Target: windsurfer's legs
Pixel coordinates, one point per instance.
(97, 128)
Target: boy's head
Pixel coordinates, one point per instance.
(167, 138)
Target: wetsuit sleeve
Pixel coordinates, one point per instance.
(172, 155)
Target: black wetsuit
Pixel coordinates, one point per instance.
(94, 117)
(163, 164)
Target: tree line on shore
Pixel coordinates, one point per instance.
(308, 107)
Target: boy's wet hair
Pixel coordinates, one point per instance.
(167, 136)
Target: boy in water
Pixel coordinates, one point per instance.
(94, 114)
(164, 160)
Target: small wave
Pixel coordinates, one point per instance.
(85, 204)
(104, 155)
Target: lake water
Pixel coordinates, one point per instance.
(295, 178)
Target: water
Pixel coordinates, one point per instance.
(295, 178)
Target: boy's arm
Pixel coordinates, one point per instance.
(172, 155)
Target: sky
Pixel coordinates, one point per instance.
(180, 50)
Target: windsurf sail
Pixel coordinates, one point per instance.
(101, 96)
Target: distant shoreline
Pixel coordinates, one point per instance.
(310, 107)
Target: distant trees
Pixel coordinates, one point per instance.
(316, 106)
--
_Prompt:_ Repeat the whole listing, keeping every word exact.

_Answer box:_
Target: windsurfer's legs
Pixel coordinates, one point per instance.
(97, 128)
Target: boy's head
Pixel coordinates, one point per instance.
(167, 138)
Target: wetsuit sleeve
Pixel coordinates, one point per instance.
(172, 155)
Target: black wetsuit
Pixel coordinates, one point per instance.
(94, 117)
(163, 164)
Target: tree line on shore
Pixel coordinates, one point per instance.
(308, 107)
Target: boy's wet hair
Pixel coordinates, one point per instance.
(167, 136)
Target: boy in water
Pixel coordinates, one point per instance.
(94, 114)
(164, 160)
Target: small wave
Pixel coordinates, one point per instance.
(85, 204)
(104, 155)
Target: lake water
Pixel coordinates, one point per instance.
(295, 178)
Target: water
Pixel coordinates, one point per instance.
(295, 178)
Target: boy's arm
Pixel coordinates, one point per instance.
(172, 155)
Target: sky
Pixel coordinates, one point per instance.
(180, 50)
Target: windsurf sail
Pixel coordinates, one point per instance.
(101, 96)
Target: distant shoreline
Pixel coordinates, one point per instance.
(310, 107)
Target: distant trees
Pixel coordinates, one point per instance.
(316, 106)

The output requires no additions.